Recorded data

************

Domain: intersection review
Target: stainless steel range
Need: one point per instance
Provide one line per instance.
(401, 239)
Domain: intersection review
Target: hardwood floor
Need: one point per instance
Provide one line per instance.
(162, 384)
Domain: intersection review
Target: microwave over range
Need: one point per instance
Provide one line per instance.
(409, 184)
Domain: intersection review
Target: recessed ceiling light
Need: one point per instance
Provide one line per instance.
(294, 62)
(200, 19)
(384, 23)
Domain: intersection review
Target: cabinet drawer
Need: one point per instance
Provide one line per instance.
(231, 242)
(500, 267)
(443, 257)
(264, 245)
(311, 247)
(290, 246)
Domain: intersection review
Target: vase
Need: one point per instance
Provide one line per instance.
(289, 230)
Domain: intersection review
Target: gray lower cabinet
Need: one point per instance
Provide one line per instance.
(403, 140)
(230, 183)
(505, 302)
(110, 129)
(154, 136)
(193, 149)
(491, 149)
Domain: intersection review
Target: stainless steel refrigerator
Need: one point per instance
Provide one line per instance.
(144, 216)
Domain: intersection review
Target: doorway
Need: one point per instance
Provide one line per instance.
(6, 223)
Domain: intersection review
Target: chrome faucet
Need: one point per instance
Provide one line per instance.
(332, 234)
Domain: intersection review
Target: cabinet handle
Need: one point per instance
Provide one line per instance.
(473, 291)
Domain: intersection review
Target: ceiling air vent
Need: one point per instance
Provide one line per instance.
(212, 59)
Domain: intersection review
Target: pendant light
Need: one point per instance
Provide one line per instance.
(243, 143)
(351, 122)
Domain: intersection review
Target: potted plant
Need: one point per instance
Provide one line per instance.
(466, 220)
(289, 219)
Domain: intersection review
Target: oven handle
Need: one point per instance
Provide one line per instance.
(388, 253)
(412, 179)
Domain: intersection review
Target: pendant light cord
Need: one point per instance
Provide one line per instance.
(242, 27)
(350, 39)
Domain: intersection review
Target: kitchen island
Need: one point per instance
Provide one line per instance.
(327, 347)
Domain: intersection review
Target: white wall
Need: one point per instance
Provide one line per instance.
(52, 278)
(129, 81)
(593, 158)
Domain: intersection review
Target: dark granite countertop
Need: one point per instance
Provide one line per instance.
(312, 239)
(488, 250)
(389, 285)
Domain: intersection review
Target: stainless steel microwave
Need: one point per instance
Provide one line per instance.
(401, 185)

************

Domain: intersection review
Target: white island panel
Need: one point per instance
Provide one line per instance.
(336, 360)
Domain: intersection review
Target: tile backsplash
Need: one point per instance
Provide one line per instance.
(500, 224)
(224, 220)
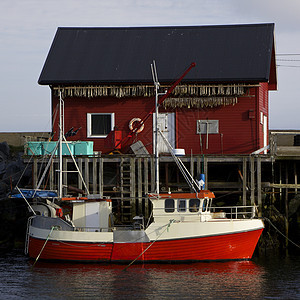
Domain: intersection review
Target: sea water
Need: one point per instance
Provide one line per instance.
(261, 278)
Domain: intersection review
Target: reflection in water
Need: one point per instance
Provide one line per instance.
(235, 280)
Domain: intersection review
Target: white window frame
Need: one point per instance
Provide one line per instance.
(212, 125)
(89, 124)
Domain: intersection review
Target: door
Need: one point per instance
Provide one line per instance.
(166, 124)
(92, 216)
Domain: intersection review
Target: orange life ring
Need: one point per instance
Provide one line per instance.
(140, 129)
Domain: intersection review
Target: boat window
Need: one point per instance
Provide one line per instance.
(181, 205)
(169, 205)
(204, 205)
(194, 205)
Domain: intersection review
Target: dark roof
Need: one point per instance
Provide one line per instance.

************

- **EXERCISE**
Extract every line of the listing that contains the string "handle".

- **TASK OUTPUT**
Target: cabinet handle
Target: oven handle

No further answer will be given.